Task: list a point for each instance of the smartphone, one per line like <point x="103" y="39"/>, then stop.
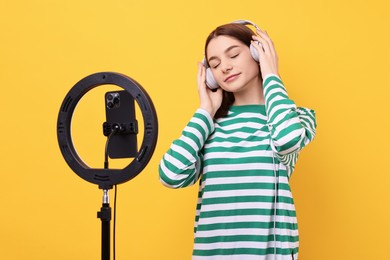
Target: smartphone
<point x="120" y="118"/>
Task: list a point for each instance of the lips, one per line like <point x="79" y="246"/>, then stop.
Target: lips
<point x="232" y="77"/>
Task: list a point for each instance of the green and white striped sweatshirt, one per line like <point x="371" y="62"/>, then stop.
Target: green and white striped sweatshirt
<point x="244" y="162"/>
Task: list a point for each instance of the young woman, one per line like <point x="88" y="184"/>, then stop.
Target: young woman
<point x="242" y="144"/>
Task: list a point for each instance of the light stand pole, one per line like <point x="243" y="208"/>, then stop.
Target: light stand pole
<point x="107" y="178"/>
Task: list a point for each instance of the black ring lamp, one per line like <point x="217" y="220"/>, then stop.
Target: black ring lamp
<point x="106" y="178"/>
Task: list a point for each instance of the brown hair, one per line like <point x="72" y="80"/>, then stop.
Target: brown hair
<point x="244" y="35"/>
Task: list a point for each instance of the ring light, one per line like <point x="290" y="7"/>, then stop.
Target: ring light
<point x="106" y="178"/>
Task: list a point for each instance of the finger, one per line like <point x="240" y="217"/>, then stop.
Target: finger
<point x="264" y="34"/>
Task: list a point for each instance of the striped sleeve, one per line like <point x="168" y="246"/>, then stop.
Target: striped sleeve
<point x="181" y="164"/>
<point x="291" y="128"/>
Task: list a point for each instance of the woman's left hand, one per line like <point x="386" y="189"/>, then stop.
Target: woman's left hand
<point x="268" y="58"/>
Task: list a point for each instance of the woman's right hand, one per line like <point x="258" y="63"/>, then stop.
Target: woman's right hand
<point x="209" y="100"/>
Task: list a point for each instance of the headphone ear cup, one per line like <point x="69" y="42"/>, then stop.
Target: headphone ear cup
<point x="210" y="81"/>
<point x="254" y="52"/>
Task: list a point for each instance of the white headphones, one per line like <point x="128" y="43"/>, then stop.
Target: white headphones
<point x="210" y="81"/>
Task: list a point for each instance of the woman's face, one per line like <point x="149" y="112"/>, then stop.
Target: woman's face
<point x="231" y="63"/>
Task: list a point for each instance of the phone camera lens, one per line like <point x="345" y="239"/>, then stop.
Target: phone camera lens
<point x="110" y="104"/>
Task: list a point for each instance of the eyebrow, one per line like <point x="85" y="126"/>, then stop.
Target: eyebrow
<point x="226" y="51"/>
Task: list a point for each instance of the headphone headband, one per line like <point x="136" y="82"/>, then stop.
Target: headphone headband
<point x="246" y="22"/>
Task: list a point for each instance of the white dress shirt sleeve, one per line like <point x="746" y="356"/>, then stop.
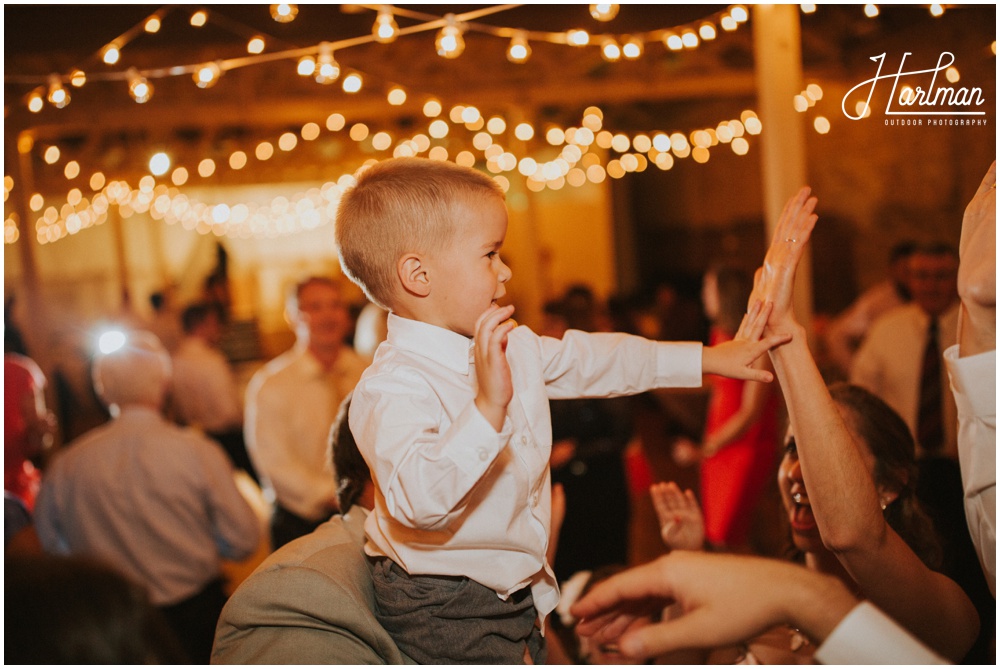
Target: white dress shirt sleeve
<point x="868" y="636"/>
<point x="973" y="382"/>
<point x="584" y="364"/>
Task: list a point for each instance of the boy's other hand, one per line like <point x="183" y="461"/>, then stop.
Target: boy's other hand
<point x="496" y="389"/>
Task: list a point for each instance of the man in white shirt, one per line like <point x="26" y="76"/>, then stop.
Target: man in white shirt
<point x="972" y="365"/>
<point x="155" y="501"/>
<point x="846" y="331"/>
<point x="290" y="405"/>
<point x="205" y="393"/>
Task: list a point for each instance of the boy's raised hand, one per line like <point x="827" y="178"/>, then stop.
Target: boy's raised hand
<point x="775" y="279"/>
<point x="496" y="389"/>
<point x="736" y="358"/>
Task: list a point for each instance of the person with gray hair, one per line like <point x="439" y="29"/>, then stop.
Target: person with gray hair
<point x="155" y="501"/>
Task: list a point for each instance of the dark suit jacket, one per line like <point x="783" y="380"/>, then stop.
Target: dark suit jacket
<point x="310" y="602"/>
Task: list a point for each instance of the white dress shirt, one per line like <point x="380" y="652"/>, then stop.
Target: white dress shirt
<point x="205" y="393"/>
<point x="291" y="403"/>
<point x="890" y="360"/>
<point x="973" y="382"/>
<point x="454" y="496"/>
<point x="156" y="501"/>
<point x="868" y="636"/>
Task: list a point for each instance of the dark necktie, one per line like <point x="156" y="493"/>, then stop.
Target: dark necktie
<point x="930" y="425"/>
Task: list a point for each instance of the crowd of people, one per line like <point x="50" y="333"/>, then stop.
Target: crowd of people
<point x="457" y="488"/>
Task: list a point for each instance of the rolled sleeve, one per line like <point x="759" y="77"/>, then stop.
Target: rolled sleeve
<point x="868" y="636"/>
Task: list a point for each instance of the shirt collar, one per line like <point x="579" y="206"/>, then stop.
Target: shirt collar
<point x="430" y="341"/>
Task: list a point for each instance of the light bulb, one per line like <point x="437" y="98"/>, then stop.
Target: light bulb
<point x="306" y="66"/>
<point x="207" y="75"/>
<point x="519" y="50"/>
<point x="58" y="96"/>
<point x="284" y="13"/>
<point x="449" y="42"/>
<point x="35" y="101"/>
<point x="256" y="44"/>
<point x="604" y="12"/>
<point x="352" y="83"/>
<point x="385" y="29"/>
<point x="632" y="48"/>
<point x="111" y="53"/>
<point x="578" y="37"/>
<point x="610" y="50"/>
<point x="327" y="69"/>
<point x="140" y="89"/>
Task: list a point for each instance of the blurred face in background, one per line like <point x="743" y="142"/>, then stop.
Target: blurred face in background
<point x="321" y="317"/>
<point x="933" y="281"/>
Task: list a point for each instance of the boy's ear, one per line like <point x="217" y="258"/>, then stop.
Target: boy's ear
<point x="413" y="275"/>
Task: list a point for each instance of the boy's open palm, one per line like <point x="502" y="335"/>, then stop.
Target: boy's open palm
<point x="496" y="389"/>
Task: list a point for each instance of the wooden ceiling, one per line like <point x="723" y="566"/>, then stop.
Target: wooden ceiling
<point x="262" y="100"/>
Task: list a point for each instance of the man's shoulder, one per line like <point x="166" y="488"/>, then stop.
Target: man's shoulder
<point x="892" y="321"/>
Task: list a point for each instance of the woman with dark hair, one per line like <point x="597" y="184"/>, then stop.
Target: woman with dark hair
<point x="741" y="432"/>
<point x="847" y="481"/>
<point x="854" y="502"/>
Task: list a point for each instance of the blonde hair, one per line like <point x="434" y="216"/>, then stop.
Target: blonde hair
<point x="399" y="206"/>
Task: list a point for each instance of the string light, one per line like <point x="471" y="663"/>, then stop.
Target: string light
<point x="604" y="12"/>
<point x="111" y="53"/>
<point x="256" y="44"/>
<point x="449" y="42"/>
<point x="386" y="29"/>
<point x="578" y="37"/>
<point x="632" y="48"/>
<point x="138" y="87"/>
<point x="519" y="50"/>
<point x="327" y="69"/>
<point x="352" y="83"/>
<point x="58" y="96"/>
<point x="284" y="13"/>
<point x="610" y="50"/>
<point x="207" y="75"/>
<point x="306" y="66"/>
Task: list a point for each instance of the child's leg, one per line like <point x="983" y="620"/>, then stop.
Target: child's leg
<point x="454" y="620"/>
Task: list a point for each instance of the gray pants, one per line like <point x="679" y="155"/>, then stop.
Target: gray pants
<point x="453" y="619"/>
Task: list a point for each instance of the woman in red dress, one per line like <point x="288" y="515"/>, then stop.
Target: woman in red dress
<point x="740" y="446"/>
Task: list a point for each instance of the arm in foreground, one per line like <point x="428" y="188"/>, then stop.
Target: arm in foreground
<point x="726" y="599"/>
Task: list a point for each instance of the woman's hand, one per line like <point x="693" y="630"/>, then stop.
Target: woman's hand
<point x="775" y="279"/>
<point x="681" y="524"/>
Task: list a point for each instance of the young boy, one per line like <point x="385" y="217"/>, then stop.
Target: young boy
<point x="453" y="416"/>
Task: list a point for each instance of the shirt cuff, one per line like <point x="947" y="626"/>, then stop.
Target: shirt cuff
<point x="973" y="380"/>
<point x="678" y="364"/>
<point x="868" y="636"/>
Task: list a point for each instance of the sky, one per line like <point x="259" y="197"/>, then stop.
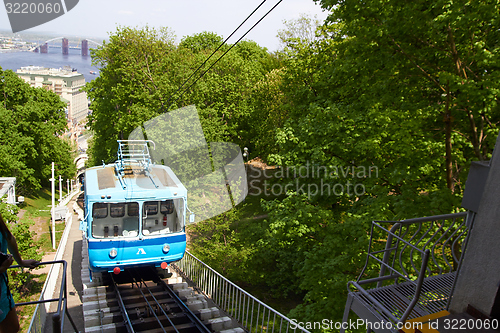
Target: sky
<point x="97" y="18"/>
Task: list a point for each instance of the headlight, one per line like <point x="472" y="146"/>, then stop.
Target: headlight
<point x="113" y="253"/>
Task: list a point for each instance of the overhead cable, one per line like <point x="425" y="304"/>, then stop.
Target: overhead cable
<point x="202" y="74"/>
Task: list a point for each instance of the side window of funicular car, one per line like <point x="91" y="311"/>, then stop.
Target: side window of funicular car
<point x="131" y="220"/>
<point x="99" y="215"/>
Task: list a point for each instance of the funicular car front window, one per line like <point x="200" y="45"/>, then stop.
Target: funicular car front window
<point x="115" y="220"/>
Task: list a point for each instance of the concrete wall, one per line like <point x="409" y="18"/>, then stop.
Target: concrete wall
<point x="479" y="277"/>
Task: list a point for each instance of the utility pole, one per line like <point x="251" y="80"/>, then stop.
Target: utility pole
<point x="53" y="180"/>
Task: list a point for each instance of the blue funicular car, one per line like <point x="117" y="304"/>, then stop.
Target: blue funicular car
<point x="135" y="212"/>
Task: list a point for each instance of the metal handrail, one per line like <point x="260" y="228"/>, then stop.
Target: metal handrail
<point x="251" y="313"/>
<point x="434" y="243"/>
<point x="62" y="305"/>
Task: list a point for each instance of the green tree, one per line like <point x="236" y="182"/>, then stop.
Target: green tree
<point x="33" y="122"/>
<point x="142" y="72"/>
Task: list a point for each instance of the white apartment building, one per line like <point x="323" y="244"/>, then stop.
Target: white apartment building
<point x="65" y="83"/>
<point x="8" y="187"/>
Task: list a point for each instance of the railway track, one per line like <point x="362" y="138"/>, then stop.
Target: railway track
<point x="149" y="301"/>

##########

### TASK:
Skip the pictures, please, and transcribe only the lines from the beginning of the material through the one that contains "Task: list a point for each instance of the striped".

### RESPONSE TO THE TASK:
Task: list a point for each instance of the smartphone, one per line like <point x="103" y="39"/>, then stop.
Target: smartphone
<point x="120" y="118"/>
Task: list a point for each instance of the lips, one per line like <point x="79" y="246"/>, then stop.
Target: lips
<point x="232" y="77"/>
Task: list a point for each instance of the green and white striped sweatshirt, one per line like <point x="371" y="62"/>, then stop.
Target: green and white striped sweatshirt
<point x="244" y="162"/>
Task: list a point for each instance of the young woman, one per line like <point x="88" y="184"/>, then stop.
Target: young woman
<point x="242" y="144"/>
Task: list a point for each instance of the light stand pole, one per line like <point x="243" y="208"/>, then stop.
Target: light stand pole
<point x="107" y="178"/>
Task: list a point for each instance of the black ring lamp, one per line like <point x="217" y="220"/>, then stop.
Target: black ring lamp
<point x="106" y="178"/>
Task: list a point for each instance of the brown hair, one per line like <point x="72" y="80"/>, then stop.
Target: brown hair
<point x="244" y="35"/>
Task: list a point for each instance of the ring light, one per line like <point x="290" y="7"/>, then stop.
Target: ring light
<point x="106" y="178"/>
Task: list a point for each instance of the finger, one per line like <point x="240" y="217"/>, then stop.
Target: finger
<point x="264" y="34"/>
Task: list a point for each instance of the striped sleeve, one per line like <point x="168" y="246"/>, then stop.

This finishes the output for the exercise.